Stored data
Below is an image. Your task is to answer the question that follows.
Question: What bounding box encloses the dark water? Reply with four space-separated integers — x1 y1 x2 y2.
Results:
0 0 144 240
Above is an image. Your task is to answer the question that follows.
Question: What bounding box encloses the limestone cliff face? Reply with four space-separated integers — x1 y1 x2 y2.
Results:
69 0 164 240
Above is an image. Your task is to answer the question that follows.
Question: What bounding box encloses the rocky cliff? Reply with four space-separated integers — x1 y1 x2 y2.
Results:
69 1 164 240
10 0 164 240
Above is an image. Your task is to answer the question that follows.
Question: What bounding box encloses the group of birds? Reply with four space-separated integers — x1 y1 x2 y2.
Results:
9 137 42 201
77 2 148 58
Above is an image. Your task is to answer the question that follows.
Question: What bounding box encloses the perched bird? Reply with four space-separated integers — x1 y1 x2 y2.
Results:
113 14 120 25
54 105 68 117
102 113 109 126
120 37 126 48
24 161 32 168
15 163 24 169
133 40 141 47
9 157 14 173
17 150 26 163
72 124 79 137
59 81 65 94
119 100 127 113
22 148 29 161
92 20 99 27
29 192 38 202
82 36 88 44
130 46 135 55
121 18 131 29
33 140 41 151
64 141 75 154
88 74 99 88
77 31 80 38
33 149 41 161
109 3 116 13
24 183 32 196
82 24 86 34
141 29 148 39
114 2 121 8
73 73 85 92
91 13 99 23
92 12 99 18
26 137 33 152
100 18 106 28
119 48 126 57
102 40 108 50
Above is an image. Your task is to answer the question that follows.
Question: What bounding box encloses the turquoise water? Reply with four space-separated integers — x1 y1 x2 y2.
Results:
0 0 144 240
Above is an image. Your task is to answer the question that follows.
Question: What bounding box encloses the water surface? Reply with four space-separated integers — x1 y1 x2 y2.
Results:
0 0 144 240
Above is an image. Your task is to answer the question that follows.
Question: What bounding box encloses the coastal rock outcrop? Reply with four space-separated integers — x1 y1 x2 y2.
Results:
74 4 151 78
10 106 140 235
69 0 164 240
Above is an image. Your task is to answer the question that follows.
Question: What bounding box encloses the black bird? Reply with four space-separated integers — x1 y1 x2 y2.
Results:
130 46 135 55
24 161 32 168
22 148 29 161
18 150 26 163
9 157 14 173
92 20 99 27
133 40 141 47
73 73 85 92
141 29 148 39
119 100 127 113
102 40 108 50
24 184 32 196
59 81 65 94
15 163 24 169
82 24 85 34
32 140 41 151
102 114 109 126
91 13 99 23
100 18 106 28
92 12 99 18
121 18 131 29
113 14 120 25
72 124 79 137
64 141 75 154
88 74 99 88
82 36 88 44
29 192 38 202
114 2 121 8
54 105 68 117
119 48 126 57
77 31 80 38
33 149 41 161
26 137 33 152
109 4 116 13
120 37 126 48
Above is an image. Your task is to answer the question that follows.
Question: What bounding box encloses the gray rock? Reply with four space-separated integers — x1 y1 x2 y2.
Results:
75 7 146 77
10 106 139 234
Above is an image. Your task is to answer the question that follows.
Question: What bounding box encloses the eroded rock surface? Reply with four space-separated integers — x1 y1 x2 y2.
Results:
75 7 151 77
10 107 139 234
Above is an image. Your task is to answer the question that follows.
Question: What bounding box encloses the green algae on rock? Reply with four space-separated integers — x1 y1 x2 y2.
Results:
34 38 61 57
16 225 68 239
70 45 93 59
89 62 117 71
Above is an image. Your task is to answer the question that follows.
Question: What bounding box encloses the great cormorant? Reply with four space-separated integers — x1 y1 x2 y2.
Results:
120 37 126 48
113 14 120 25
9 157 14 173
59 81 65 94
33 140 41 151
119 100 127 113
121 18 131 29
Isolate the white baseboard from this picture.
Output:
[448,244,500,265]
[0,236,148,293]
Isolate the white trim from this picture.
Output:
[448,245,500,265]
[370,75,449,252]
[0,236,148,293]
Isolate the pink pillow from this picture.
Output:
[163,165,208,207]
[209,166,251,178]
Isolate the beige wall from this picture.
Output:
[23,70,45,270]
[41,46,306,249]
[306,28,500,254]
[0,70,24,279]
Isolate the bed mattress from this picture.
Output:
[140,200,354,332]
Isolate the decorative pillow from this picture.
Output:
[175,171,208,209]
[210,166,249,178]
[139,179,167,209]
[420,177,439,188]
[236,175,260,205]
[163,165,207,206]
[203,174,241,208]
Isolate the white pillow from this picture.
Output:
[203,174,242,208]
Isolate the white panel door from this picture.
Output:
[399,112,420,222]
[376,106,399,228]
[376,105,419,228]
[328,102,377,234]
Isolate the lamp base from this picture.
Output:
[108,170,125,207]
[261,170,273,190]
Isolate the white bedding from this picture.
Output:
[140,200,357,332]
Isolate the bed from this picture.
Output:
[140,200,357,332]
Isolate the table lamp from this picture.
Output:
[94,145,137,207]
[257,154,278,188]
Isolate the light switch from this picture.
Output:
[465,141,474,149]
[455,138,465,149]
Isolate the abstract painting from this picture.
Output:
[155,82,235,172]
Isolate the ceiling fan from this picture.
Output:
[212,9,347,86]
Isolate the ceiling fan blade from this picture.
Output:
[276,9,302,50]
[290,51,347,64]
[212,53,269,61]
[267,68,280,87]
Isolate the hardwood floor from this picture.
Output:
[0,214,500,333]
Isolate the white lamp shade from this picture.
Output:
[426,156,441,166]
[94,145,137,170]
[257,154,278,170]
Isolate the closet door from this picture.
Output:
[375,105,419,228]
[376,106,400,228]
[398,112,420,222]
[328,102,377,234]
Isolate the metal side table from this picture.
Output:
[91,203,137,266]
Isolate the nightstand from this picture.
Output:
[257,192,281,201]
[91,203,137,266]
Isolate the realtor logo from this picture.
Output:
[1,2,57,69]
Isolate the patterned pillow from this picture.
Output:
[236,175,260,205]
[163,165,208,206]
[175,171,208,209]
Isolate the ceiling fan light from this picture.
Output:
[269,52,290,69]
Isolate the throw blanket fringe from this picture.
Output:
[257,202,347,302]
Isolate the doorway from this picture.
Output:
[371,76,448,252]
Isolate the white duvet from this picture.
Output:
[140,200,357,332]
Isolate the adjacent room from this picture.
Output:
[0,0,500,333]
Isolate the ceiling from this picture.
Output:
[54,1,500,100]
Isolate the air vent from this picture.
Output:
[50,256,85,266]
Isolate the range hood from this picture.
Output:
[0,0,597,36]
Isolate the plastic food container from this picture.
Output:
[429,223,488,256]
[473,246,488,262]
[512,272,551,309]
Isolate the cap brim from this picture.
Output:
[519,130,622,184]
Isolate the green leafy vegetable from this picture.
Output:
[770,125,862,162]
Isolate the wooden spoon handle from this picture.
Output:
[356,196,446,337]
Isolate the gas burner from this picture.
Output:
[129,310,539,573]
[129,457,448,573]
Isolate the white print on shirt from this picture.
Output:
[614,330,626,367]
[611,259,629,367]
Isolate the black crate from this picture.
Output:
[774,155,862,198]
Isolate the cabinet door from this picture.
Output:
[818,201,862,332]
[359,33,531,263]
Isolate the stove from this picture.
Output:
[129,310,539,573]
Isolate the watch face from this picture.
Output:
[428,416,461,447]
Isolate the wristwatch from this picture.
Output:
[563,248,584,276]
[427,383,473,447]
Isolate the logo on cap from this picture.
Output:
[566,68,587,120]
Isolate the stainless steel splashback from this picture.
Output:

» Goal of the exercise
Change every instance of "Isolate" in the rows above to "Locate" and leave all other text untouched.

» Completed exercise
Below is an image. Your task is to answer the question that follows.
Question: What bounding box encloses the dark water? Reply with four space-separated integers — x1 y1 x2 y2.
Results:
0 0 144 240
Above is an image. Your task is to answer the question that follows.
Question: What bounding box encloses the limestone cliff face? Reply with four space-separated integers — x1 y1 x2 y2.
Results:
69 0 164 240
Above is an image. Your task is to answer the question that follows.
Question: What bounding box encloses the rocky cliff? Reply with four space-separated integers — x1 y1 x2 y2.
Results:
69 1 164 240
10 0 164 240
Above is an image. Your task is to answer the question that follows.
Question: What bounding box encloses the group of birds? Reply with four space-separated integers — x1 y1 x2 y2.
Results:
9 137 42 201
77 2 148 58
Above is an image. Your task is to answer the question that follows.
Question: What bounding box encloses the perched bird? Reply with four space-separated integers — x1 y1 x2 y2.
Results:
113 14 120 25
54 105 68 117
102 113 109 126
120 37 126 48
24 161 32 168
15 163 24 169
133 40 141 47
9 157 14 173
17 150 26 163
72 124 79 137
59 81 65 94
119 100 127 113
22 148 29 161
92 20 99 27
29 192 38 202
82 36 88 44
130 46 135 55
121 18 131 29
33 140 41 151
64 141 75 154
88 74 99 88
77 31 80 38
33 149 41 161
109 3 116 13
24 183 32 196
82 24 86 34
141 29 148 39
114 2 121 8
73 73 85 92
91 13 99 23
92 12 99 18
26 137 33 152
100 18 106 28
119 48 126 57
102 40 108 50
Above is an image. Your task is to answer the question that follows.
Question: What bounding box encloses the turquoise water? Reply with four space-separated integers — x1 y1 x2 y2.
Results:
0 0 144 240
Above is an image. Your task is to answer the question that follows.
Question: What bounding box encloses the water surface? Reply with four space-separated integers — x1 y1 x2 y2.
Results:
0 0 144 240
Above is an image. Your task is to answer the question that follows.
Question: What bounding box encloses the coastal rock outcrop? Reply with four space-separated integers — x1 y1 x2 y2.
Results:
74 4 151 78
10 106 140 235
69 0 164 240
Above is an image. Your task is to answer the question that follows.
Question: What bounding box encloses the black bird? Reply with four space-separated integers — x1 y1 x2 y2.
Results:
130 46 135 55
24 161 32 168
22 148 29 161
18 150 26 163
9 157 14 173
92 20 99 27
133 40 141 47
73 73 85 92
141 29 148 39
119 100 127 113
102 40 108 50
24 184 32 196
59 81 65 94
15 163 24 169
82 24 85 34
32 140 41 151
102 114 109 126
91 13 99 23
100 18 106 28
92 12 99 18
121 18 131 29
113 14 120 25
72 124 79 137
64 141 75 154
88 74 99 88
82 36 88 44
29 192 38 202
114 2 121 8
54 105 68 117
119 48 126 57
77 31 80 38
33 149 41 161
26 137 33 152
109 4 116 13
120 37 126 48
Above is an image. Your task is to answer the question that follows.
Question: What bounding box encloses the gray rock? Reply with four space-separated integers — x1 y1 x2 y2.
Results:
75 7 146 77
10 106 139 234
Above is an image. Your task is to answer the question that follows.
Question: What bounding box encloses the eroded rock surface? Reply with four space-separated integers — x1 y1 x2 y2.
Results:
75 7 151 77
10 107 139 234
Above is an image. Your task is to answer the question that follows.
Question: What bounding box encloses the green algae on rock? Reply with four space-separated integers — x1 y1 x2 y2.
Results:
34 38 61 57
16 225 68 239
70 45 93 59
89 62 117 71
Above is an image. Your task is to answer the question that follows.
Question: What bounding box encloses the great cormorant? Reply with four space-separated integers — x1 y1 x2 y2.
Results:
120 37 126 48
113 14 120 25
9 157 14 173
59 81 65 94
33 140 41 151
119 100 127 113
121 18 131 29
Locate the white baseboard from this picture.
Output:
[448,244,500,265]
[0,236,148,293]
Locate the white trim from this picture.
Output:
[448,245,500,265]
[370,75,449,252]
[0,236,148,293]
Locate the pink pillow from this picture.
Output:
[163,165,208,207]
[209,166,251,178]
Locate the beige wall from this picture.
Output:
[23,70,45,270]
[41,46,306,249]
[306,28,500,254]
[0,70,24,279]
Locate the bed mattress from this picture.
Output:
[140,200,354,332]
Locate the decorative pillow from this picture.
Output:
[175,171,208,209]
[210,166,249,178]
[139,179,167,209]
[420,177,439,188]
[236,175,260,205]
[163,165,207,206]
[203,174,241,208]
Locate the white pillow from this picture.
Output:
[203,174,242,208]
Locate the white panel door from this picture.
Output:
[399,112,420,222]
[376,106,399,228]
[376,105,419,228]
[328,102,377,234]
Locate the lamp base from this picture.
Output:
[108,170,125,207]
[261,170,273,190]
Locate the white bedding from this picture.
Output:
[140,200,357,332]
Locate the bed from this picture.
Output:
[140,200,357,332]
Locate the table lamp from this picture.
Output:
[94,145,137,207]
[257,154,278,188]
Locate the light switch from this picture.
Output:
[465,141,474,149]
[455,138,465,149]
Locate the abstract painting from this picture.
Output:
[155,82,235,172]
Locate the ceiling fan from this picture.
Output:
[212,9,347,86]
Locate the ceiling fan blade from this picture.
Output:
[276,9,302,50]
[290,51,347,64]
[212,53,269,61]
[267,68,280,87]
Locate the hardwood floor from this picture.
Output:
[0,214,500,333]
Locate the white lamp shade from this picture.
Output:
[426,156,441,166]
[94,145,137,170]
[257,154,278,170]
Locate the closet door from this picture.
Output:
[375,105,419,228]
[376,106,400,228]
[398,112,420,222]
[328,102,377,234]
Locate the metal side table from this picture.
Output:
[91,203,137,266]
Locate the nightstand from this picture.
Output:
[257,192,281,201]
[91,203,137,266]
Locate the realtor logo from this picture.
Output:
[1,2,57,69]
Locate the patterned pillow from this picture.
Output:
[236,175,260,205]
[163,165,208,206]
[175,171,208,209]
Locate the ceiling fan light from this picture.
Output:
[269,52,290,69]
Locate the throw blanket fringe from this picture.
Output:
[257,202,347,302]
Locate the doorway from this picture.
Output:
[371,76,448,252]
Locate the white duvet from this picture.
Output:
[140,200,357,332]
Locate the adjacent room from this picture.
Output:
[0,0,500,333]
Locate the ceiling from this picture.
Output:
[54,1,500,100]
Locate the air vent from this picture.
Output:
[50,256,85,266]
Locate the range hood from this picture.
Output:
[0,0,597,36]
Locate the plastic food container from this picture.
Output:
[429,223,488,256]
[473,246,488,262]
[512,272,551,309]
Locate the cap brim from this picture.
Output:
[519,130,622,184]
Locate the green leafy vegetable from this picture.
Output:
[770,125,862,162]
Locate the wooden spoon handle from this picture.
Output:
[356,196,446,337]
Locate the gas burner from this picture.
Output:
[129,310,539,573]
[129,457,448,573]
Locate the white print on shirt from this picture.
Output:
[614,330,626,367]
[611,259,629,367]
Locate the black crate from this picture.
Output:
[774,155,862,198]
Locate the cabinet door from this picture.
Output:
[818,201,862,332]
[359,33,531,263]
Locate the stove from this picture.
Output:
[129,310,539,573]
Locate the watch face from this picture.
Output:
[428,416,461,447]
Locate the wristwatch from this picture.
Output:
[563,248,584,276]
[427,383,473,447]
Locate the logo on cap from this picture.
Output:
[566,68,587,120]
Locate the stainless steel splashback from this picture.
Output:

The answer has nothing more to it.